▶ **Text provided**
════════════════════
Also, misting or providing a water dish assists in keeping the humidity at the proper level for the tarantula. Some arboreal tarantula’s webs can be misted to assist in maintaining humidity and clean water.
But, if you use a water dish, you must change the water at least every couple of days and clean the dish at least once a week. If you are misting, you need to get on a schedule and be sure you are misting at least 3 times a week.
What About Juveniles?
Juvenile tarantulas need to be about 1.5 to 2 inches before placing a water dish in their enclosure.
Misting for smaller juveniles is the preferred method here. If the juvenile is larger, then you can place a small water dish without any issues. Stories about a tarantula drowning in their water are difficult to find.
The same priorities for misting remain the same. Misting in the evening and every 3 days still applies. You must decide, through trial and error, what is best for your pet.
Hatchling or Spiderlings Need Water Too
Many owners fear spiderlings, also called slings, may drown in a dish of water. And, most slings have a small enclosure that can’t accommodate a water dish at all.
So, misting may be the only choice in this instance. Also, slings don’t have a waxy coating yet that preserves the moisture as adults do.
This causes misting to be more important to prevent dehydration. Some owners will moisten the substrate with a water dropper to assist in the process of hydration.
════════════════════
▶ **Dataset extract**
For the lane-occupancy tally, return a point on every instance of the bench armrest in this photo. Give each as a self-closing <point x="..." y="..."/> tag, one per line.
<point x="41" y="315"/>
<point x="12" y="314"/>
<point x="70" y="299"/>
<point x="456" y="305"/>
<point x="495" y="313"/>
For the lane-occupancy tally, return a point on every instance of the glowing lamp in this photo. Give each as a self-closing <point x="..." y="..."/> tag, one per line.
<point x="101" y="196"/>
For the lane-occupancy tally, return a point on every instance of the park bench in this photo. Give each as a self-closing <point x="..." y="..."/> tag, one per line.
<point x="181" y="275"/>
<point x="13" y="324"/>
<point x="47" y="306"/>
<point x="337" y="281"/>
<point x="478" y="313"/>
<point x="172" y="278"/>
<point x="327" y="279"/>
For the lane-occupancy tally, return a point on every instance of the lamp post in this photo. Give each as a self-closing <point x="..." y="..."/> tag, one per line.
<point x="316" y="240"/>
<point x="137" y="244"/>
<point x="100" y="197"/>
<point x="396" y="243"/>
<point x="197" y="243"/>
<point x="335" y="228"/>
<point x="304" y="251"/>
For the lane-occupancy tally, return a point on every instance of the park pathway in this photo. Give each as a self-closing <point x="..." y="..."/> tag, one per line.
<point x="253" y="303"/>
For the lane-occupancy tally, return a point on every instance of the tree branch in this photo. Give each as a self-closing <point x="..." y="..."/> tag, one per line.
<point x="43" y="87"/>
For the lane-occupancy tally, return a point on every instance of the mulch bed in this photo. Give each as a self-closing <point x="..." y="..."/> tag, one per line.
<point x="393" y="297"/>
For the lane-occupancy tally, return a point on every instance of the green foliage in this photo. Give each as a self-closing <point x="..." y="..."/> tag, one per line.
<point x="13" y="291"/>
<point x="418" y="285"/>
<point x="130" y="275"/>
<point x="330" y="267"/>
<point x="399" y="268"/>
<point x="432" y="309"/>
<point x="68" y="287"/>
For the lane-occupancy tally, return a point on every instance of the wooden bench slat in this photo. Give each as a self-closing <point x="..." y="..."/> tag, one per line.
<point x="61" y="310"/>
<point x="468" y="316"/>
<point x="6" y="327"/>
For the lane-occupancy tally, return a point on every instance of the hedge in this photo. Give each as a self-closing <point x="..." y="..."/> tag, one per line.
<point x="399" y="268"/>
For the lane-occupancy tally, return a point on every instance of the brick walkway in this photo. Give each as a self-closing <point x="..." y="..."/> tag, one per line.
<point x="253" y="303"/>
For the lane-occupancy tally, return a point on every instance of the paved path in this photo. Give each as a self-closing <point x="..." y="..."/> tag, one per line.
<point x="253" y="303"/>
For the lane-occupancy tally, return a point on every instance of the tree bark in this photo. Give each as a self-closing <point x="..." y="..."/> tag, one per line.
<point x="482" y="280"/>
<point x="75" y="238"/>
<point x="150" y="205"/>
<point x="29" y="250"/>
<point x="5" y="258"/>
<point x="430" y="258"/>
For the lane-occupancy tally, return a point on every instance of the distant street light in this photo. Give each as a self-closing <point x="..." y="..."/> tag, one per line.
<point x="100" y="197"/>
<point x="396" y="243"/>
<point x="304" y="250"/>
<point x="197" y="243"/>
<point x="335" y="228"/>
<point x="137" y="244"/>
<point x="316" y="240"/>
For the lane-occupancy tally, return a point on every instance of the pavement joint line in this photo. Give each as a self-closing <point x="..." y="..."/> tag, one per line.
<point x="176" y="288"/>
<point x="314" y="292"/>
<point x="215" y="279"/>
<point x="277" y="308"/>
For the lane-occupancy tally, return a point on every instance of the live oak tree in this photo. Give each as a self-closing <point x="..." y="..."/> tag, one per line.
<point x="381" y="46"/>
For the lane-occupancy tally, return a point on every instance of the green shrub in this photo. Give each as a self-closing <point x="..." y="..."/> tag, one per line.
════════════════════
▶ **What you will do**
- 1) In the tarantula care text, rewrite the part that begins at "The same priorities" and ends after "as adults do.", changing "enclosure" to "habitat".
- 2) According to the tarantula care text, how large should juvenile tarantulas be before a water dish is placed in their enclosure?

▶ **Solutions to the problems**
- 1)
The same priorities for misting remain the same. Misting in the evening and every 3 days still applies. You must decide, through trial and error, what is best for your pet.
Hatchling or Spiderlings Need Water Too
Many owners fear spiderlings, also called slings, may drown in a dish of water. And, most slings have a small habitat that can’t accommodate a water dish at all.
So, misting may be the only choice in this instance. Also, slings don’t have a waxy coating yet that preserves the moisture as adults do.

- 2) About 1.5 to 2 inches.